[Activity] Pictures aside, repeat every record below exactly.

[Provided records]

▬▬▬

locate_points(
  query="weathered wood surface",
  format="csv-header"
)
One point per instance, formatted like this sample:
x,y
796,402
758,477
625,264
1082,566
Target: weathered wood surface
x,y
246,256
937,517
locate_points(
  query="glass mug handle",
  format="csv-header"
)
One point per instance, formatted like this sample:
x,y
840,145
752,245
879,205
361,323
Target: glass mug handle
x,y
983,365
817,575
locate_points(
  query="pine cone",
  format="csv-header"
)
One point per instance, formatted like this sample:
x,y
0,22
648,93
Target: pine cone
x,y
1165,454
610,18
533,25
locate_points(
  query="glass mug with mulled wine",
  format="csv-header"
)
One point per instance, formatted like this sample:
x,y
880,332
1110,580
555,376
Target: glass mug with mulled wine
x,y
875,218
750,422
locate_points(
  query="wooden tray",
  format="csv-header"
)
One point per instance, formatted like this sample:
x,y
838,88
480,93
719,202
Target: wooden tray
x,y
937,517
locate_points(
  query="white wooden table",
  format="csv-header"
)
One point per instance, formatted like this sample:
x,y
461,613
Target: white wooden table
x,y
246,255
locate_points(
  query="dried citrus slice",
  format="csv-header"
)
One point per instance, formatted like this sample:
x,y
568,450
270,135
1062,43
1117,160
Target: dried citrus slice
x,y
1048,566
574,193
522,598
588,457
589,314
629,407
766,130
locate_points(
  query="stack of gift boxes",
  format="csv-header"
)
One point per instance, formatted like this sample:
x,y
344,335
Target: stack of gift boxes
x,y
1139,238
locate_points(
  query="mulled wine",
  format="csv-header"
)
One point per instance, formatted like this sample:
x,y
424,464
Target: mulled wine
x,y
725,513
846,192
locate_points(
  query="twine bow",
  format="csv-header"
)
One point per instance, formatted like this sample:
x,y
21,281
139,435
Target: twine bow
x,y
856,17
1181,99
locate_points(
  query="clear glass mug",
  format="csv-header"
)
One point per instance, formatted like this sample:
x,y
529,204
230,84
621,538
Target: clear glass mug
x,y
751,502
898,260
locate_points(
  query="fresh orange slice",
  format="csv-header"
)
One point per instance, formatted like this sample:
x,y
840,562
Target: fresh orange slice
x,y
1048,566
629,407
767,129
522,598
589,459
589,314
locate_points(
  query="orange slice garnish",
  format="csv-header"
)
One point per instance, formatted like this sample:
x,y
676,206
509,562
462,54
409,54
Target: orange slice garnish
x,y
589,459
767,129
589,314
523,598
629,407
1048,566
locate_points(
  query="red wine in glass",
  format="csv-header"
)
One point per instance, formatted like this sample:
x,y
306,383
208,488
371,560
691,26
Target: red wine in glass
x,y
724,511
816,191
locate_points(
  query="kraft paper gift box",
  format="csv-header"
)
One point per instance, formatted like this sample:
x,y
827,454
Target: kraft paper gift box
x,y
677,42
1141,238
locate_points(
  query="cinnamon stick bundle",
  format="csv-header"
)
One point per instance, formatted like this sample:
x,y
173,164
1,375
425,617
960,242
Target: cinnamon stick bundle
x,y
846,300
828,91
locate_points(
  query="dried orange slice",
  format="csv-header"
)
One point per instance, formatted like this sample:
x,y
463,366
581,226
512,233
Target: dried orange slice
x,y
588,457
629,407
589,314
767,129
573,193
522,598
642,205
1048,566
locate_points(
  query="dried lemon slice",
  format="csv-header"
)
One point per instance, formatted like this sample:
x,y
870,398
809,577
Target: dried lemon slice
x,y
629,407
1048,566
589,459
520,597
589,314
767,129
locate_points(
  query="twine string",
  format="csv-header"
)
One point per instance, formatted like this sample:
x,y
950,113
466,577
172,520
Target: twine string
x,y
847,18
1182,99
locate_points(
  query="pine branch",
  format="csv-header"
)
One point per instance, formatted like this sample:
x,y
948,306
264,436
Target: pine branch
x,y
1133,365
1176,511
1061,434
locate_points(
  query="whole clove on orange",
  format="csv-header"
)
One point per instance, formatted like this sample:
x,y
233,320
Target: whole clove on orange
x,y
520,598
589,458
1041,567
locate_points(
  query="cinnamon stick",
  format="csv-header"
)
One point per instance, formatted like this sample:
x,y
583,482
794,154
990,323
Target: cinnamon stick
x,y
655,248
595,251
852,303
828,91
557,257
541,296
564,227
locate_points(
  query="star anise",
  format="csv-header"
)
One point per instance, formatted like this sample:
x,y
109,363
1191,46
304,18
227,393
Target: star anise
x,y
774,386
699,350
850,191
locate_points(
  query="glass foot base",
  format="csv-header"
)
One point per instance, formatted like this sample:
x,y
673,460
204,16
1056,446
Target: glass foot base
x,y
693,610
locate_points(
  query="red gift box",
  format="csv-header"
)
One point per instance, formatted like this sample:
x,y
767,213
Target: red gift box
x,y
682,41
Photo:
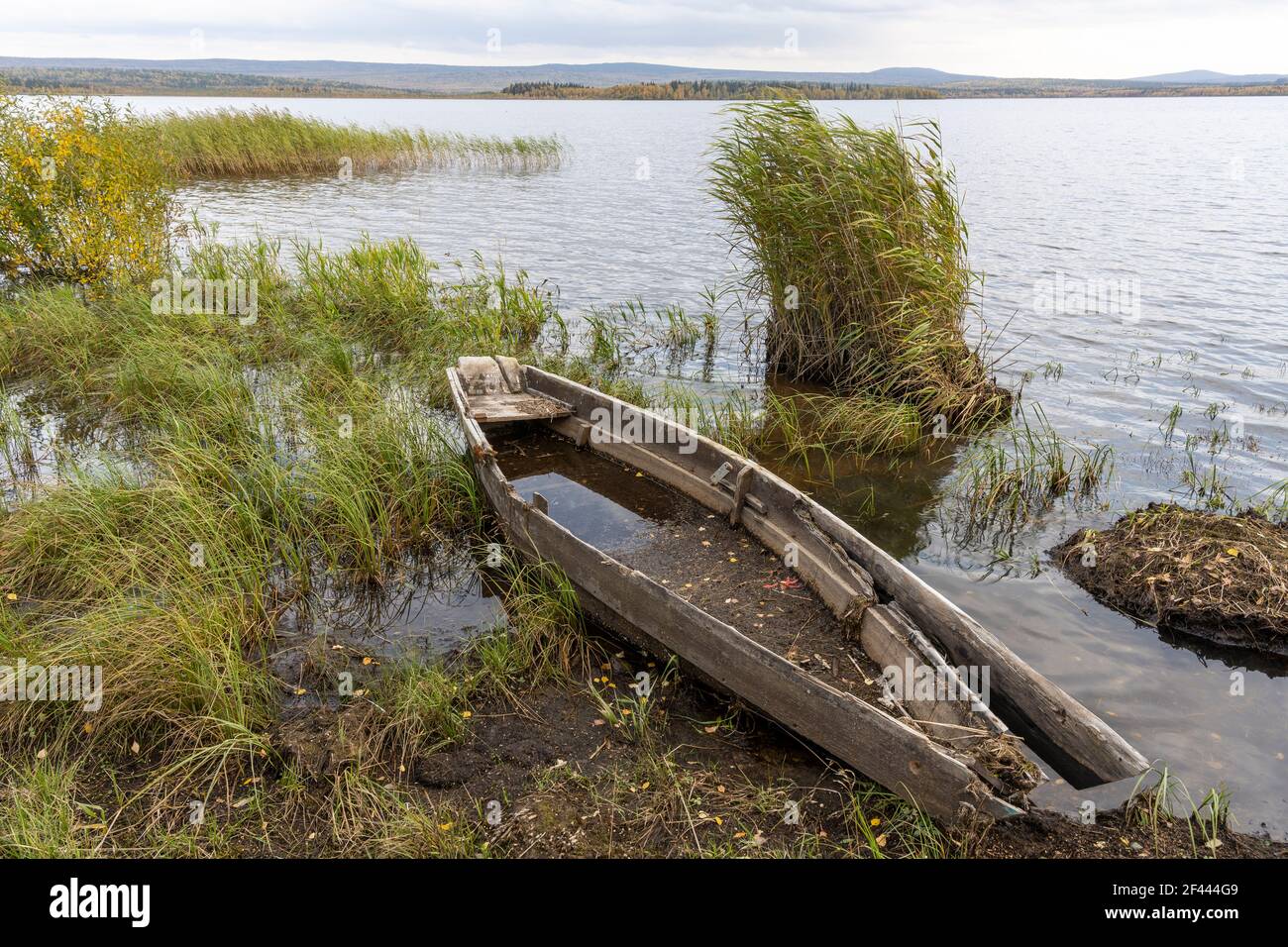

▬▬▬

[Response area]
locate_points(
  query="weathered wood surface",
  format="csv-header"
)
One point per instance, formatted like this sample:
x,y
796,402
758,477
625,264
1082,566
Target: weathered wood surface
x,y
246,256
937,517
locate_points(
  query="glass mug handle",
  format="csv-header"
)
One point per instance, formatted like this sample:
x,y
840,145
752,245
879,205
361,323
Target: glass mug handle
x,y
983,365
817,575
locate_points(
  query="pine cone",
  format="csv-header"
)
One point per instance, formatted like this sample:
x,y
0,22
648,93
Target: pine cone
x,y
1165,454
610,18
533,25
locate_points(
  query="glass mug with mulled wine",
  format="csv-header"
)
One point per instance, formatted like this sample:
x,y
880,332
1110,580
555,376
Target: glass mug with mulled wine
x,y
875,218
750,422
locate_points(
  query="wooden tray",
  format="csv-header"
)
One point per instance, formatted like this sample:
x,y
838,88
480,93
719,202
Target: wooden tray
x,y
937,517
locate_points(
  query="white wooden table",
  format="csv-header"
)
One point per instance, formatted like this sample:
x,y
461,613
Target: white wooden table
x,y
246,255
locate_points(
  query="dried citrus slice",
  format="csv-header"
)
One point per instance, formatted like this sample:
x,y
568,450
270,135
1062,43
1117,160
Target: dried citrus slice
x,y
1048,566
574,193
522,598
588,457
589,314
629,407
766,130
locate_points(
  query="stack of gift boxes",
  format="csv-header"
)
One point per instance, formatted like this sample:
x,y
344,335
Target: stack of gift boxes
x,y
1139,238
locate_points(
  query="mulled wine",
  format="csv-header"
)
One point per instance, formatted like this sample:
x,y
424,464
Target: mulled wine
x,y
725,513
846,192
locate_points(
  query="twine bow",
  format="csv-header"
)
One point per instance, formatted like this sample:
x,y
21,281
139,435
Target: twine bow
x,y
856,17
1181,99
locate_points(
  query="clear glass mug",
  format="csv-header"
)
One point per instance, formatted like this sample:
x,y
529,204
230,84
621,538
Target: clear glass mug
x,y
751,502
898,260
locate_points(
  query="fresh orange slice",
  format="csv-header"
)
One point per instance, formatted like this sample:
x,y
840,562
Target: fresh orange slice
x,y
1048,566
629,407
767,129
522,598
589,459
589,314
locate_points(
  query="orange slice garnish",
  format="csv-header"
)
One point per instance, formatted like this sample:
x,y
676,206
509,562
462,54
409,54
Target: orange slice garnish
x,y
589,459
767,129
589,314
523,598
629,407
1048,566
locate_points(
  query="red wine in glass",
  format="csv-header"
)
One point per instance, formatted like this sample:
x,y
306,383
208,488
371,560
691,26
Target: red wine in glass
x,y
724,511
816,191
locate_points(
  query="kraft paper gift box",
  format="csv-header"
)
One point per instance, formatted like this sample:
x,y
827,454
Target: kraft paper gift box
x,y
677,42
1141,238
locate_points(
  query="cinnamon stick bundle",
  format="csv-header"
)
One point per instance, formatted like this sample:
x,y
173,164
1,375
425,617
960,242
Target: cinnamon stick bundle
x,y
846,300
828,91
locate_points(
  query="dried orange slice",
  format="csv-header"
)
One point per instance, formatted like this sample:
x,y
463,366
581,226
512,233
Target: dried orange slice
x,y
588,457
629,407
589,314
767,129
573,193
522,598
642,205
1048,566
locate_points(
  query="dried lemon slice",
  format="csv-header"
)
One point per instance, formatted like this sample:
x,y
870,398
809,577
Target: dried lemon slice
x,y
629,407
1048,566
589,459
520,597
589,314
767,129
locate_points(
  query="twine string",
  format="csv-header"
)
One point per instance, formatted like this sample:
x,y
950,113
466,577
172,520
Target: twine string
x,y
847,18
1182,99
locate_points(
  query="pine branch",
  format="csv-header"
)
One point per instance, formatted like this sample:
x,y
948,306
264,436
Target: pine branch
x,y
1133,365
1176,511
1061,434
locate_points(
  query="whole clove on orange",
  format="csv-header"
)
One point per instance, formatted like this sample:
x,y
233,320
Target: whole clove on orange
x,y
520,598
589,458
1041,567
locate_points(
  query="cinnamon stick",
  format="csv-header"
)
One point per instance, formatted like this sample:
x,y
583,482
794,154
990,323
Target: cinnamon stick
x,y
655,248
595,251
852,303
828,91
557,257
541,296
564,227
locate_points(
  query="star anise",
  format="csv-header"
)
One point per instance, formatted like this sample:
x,y
109,363
1191,46
304,18
227,393
Target: star anise
x,y
774,386
699,350
850,191
locate_points(
  query="glass foot base",
  format="csv-header"
)
One point per instance, formatted like this sample:
x,y
673,460
204,16
1056,446
Target: glass foot base
x,y
693,610
locate_points(
  query="red gift box",
  format="csv-header"
)
One point per instance, formatted like this sample:
x,y
767,213
Target: red gift box
x,y
682,41
Photo:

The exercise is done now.